(Extracted entries)
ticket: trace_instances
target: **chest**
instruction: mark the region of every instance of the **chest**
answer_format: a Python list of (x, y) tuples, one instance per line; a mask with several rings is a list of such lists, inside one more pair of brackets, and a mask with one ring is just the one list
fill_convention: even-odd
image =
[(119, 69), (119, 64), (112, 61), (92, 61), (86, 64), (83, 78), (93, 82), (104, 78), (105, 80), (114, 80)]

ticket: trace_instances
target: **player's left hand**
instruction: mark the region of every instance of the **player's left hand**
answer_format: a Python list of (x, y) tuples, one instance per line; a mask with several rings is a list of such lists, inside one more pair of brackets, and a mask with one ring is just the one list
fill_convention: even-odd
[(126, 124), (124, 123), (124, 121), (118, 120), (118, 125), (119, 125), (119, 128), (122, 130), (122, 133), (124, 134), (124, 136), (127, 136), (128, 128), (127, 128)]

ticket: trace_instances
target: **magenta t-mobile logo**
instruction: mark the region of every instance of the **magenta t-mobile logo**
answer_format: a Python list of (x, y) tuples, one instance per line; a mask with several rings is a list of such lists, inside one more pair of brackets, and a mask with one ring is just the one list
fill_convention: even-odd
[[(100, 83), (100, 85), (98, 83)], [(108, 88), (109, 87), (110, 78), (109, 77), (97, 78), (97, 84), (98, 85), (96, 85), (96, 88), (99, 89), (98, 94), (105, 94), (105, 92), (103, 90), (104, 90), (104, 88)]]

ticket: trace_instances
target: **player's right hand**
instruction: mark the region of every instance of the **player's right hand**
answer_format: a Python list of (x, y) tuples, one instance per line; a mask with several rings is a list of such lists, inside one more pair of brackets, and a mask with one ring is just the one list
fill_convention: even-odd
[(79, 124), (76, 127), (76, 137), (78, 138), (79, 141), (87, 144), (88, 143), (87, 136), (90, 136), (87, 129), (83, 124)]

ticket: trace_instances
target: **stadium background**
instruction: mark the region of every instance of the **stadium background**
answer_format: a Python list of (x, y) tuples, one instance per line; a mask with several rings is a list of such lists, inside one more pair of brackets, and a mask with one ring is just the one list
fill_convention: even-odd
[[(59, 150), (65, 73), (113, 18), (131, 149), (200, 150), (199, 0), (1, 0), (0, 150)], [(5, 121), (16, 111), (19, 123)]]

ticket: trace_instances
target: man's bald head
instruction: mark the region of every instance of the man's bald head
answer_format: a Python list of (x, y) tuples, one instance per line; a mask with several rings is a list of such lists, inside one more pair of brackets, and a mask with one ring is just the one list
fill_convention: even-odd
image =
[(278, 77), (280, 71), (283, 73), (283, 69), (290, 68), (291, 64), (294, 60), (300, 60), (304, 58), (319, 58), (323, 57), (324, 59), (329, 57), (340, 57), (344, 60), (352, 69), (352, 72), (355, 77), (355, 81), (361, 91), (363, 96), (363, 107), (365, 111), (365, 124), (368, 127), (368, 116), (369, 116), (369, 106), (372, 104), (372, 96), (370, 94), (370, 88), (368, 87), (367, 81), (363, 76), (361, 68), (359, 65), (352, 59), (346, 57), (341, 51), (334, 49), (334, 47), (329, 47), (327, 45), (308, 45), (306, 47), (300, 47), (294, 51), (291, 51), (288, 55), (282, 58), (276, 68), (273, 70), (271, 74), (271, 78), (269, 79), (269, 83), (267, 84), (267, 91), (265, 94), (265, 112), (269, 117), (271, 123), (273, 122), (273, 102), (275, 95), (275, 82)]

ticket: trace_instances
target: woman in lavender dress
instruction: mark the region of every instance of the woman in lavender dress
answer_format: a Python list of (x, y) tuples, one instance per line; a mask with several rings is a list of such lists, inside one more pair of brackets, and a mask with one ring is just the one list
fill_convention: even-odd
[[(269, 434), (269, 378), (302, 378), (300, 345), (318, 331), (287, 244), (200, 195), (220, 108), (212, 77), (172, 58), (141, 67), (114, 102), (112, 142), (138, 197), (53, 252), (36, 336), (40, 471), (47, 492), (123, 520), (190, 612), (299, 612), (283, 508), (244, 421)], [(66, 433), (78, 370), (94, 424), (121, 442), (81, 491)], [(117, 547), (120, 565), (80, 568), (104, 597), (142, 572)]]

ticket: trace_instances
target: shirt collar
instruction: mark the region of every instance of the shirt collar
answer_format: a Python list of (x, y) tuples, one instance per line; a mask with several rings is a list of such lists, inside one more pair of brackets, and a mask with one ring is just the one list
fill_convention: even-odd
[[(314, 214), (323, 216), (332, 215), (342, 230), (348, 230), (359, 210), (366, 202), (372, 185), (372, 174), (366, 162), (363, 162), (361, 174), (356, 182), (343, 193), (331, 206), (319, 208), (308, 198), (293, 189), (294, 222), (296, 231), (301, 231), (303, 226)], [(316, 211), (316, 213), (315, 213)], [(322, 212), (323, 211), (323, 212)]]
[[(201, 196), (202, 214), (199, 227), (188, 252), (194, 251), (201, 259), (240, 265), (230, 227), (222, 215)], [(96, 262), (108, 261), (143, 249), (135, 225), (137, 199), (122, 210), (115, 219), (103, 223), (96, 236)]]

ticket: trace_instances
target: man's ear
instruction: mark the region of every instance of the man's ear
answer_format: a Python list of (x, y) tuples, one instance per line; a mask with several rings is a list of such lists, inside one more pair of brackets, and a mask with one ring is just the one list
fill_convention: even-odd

(Set problem)
Reproduce every one of the records above word for word, with nothing changed.

(Final result)
ticket: trace_instances
target: **chest**
instruction: mark the region of every instance of the **chest**
answer_format: a Python list of (x, y) tuples, one instance per line; a mask with several rings is a list of such lists, inside one more pair of brackets, and a mask with one ring is just the one list
fill_convention: even-odd
image =
[(119, 69), (119, 64), (112, 61), (92, 61), (86, 64), (83, 78), (93, 82), (104, 78), (105, 80), (114, 80)]

ticket: trace_instances
target: **player's left hand**
instruction: mark the region of every instance of the **player's left hand**
answer_format: a Python list of (x, y) tuples, one instance per line; a mask with several rings is a list of such lists, inside one more pair of brackets, and a mask with one ring is just the one list
fill_convention: even-odd
[(126, 124), (124, 123), (124, 121), (118, 120), (118, 125), (119, 125), (119, 128), (122, 130), (122, 133), (124, 134), (124, 136), (127, 136), (128, 128), (127, 128)]

ticket: trace_instances
target: **magenta t-mobile logo**
instruction: mark the region of every instance of the **magenta t-mobile logo**
answer_format: a Python list of (x, y) tuples, one instance per line; a mask with several rings is a list of such lists, inside one more pair of brackets, and a mask with one ring is just the one list
fill_convention: even-odd
[[(100, 83), (100, 85), (98, 83)], [(108, 88), (109, 87), (110, 78), (109, 77), (97, 78), (97, 84), (98, 85), (96, 85), (96, 88), (99, 89), (98, 94), (105, 94), (105, 92), (103, 90), (104, 90), (104, 88)]]

ticket: trace_instances
target: **player's right hand**
instruction: mark the region of every instance of the **player's right hand**
answer_format: a Python list of (x, y) tuples, one instance per line; a mask with several rings is a list of such lists, inside one more pair of brackets, and a mask with one ring is just the one list
fill_convention: even-odd
[(79, 124), (76, 127), (76, 137), (78, 138), (79, 141), (87, 144), (88, 143), (87, 136), (90, 136), (87, 129), (83, 124)]

ticket: trace_instances
target: **stadium background**
instruction: mark the region of every instance of the **stadium background**
answer_format: a Python list of (x, y) tuples, one instance per line; a mask with several rings is a list of such lists, inside one more pair of brackets, and a mask with one ring is just the one list
fill_convention: even-odd
[[(59, 150), (65, 73), (113, 18), (131, 149), (200, 150), (199, 0), (1, 0), (0, 150)], [(5, 121), (16, 111), (19, 123)]]

ticket: trace_instances
target: man's bald head
instruction: mark the region of every instance of the man's bald head
answer_format: a Python list of (x, y) tuples, one instance per line; a mask with several rings is a list of such lists, inside one more pair of brackets, and a mask with one ring is just the one list
fill_convention: even-odd
image =
[(278, 77), (280, 71), (283, 73), (283, 69), (290, 68), (291, 64), (294, 60), (300, 60), (304, 58), (319, 58), (323, 57), (324, 59), (329, 57), (340, 57), (344, 60), (352, 69), (352, 72), (355, 77), (355, 81), (361, 91), (363, 96), (363, 107), (365, 111), (365, 124), (368, 127), (368, 116), (369, 116), (369, 106), (372, 104), (372, 96), (370, 94), (370, 88), (368, 87), (367, 81), (363, 76), (361, 68), (359, 65), (352, 59), (346, 57), (341, 51), (334, 49), (334, 47), (329, 47), (327, 45), (308, 45), (306, 47), (300, 47), (294, 51), (291, 51), (288, 55), (282, 58), (276, 68), (273, 70), (271, 74), (271, 78), (269, 79), (269, 83), (267, 84), (267, 91), (265, 94), (265, 112), (269, 117), (271, 123), (273, 122), (273, 102), (275, 95), (275, 82)]

ticket: trace_instances
target: woman in lavender dress
instruction: mark the region of every instance of the woman in lavender dress
answer_format: a Python list of (x, y) tuples, one instance per line; a mask with several rings is a list of such lists, inside one more pair of brackets, and a mask with one ring is just the one list
fill_convention: even-odd
[[(269, 434), (269, 378), (302, 378), (300, 345), (318, 331), (287, 244), (200, 195), (220, 108), (212, 77), (172, 58), (141, 67), (114, 102), (112, 142), (138, 197), (53, 252), (36, 336), (40, 471), (47, 492), (123, 520), (190, 612), (299, 612), (283, 508), (244, 421)], [(66, 433), (78, 370), (94, 424), (121, 442), (81, 491)], [(117, 547), (120, 565), (80, 568), (104, 597), (142, 572)]]

ticket: trace_instances
target: shirt collar
instruction: mark the region of every instance of the shirt collar
answer_format: a Python list of (x, y) tuples, one instance per line; a mask with several rings is a list of such lists, inside one more pair of brackets, and a mask with one ring is just the one list
fill_convention: even-odd
[[(314, 214), (323, 216), (332, 215), (342, 230), (348, 230), (359, 210), (366, 202), (372, 185), (372, 174), (366, 162), (363, 162), (361, 174), (356, 182), (343, 193), (331, 206), (319, 208), (308, 198), (293, 189), (294, 222), (296, 231), (301, 231), (303, 226)], [(316, 211), (316, 213), (315, 213)], [(322, 212), (323, 211), (323, 212)]]
[[(201, 196), (202, 214), (199, 227), (188, 252), (194, 251), (201, 259), (240, 265), (230, 227), (222, 215)], [(96, 262), (108, 261), (143, 249), (135, 225), (137, 199), (122, 210), (115, 219), (103, 223), (96, 236)]]

ticket: trace_instances
target: man's ear
instruction: mark the region of every instance of the man's ear
answer_format: a Python list of (x, y) tuples, one instance per line; a mask with several rings is a list of such lists, inside one more pair of brackets, and a mask with one ring is just the one list
fill_convention: even-odd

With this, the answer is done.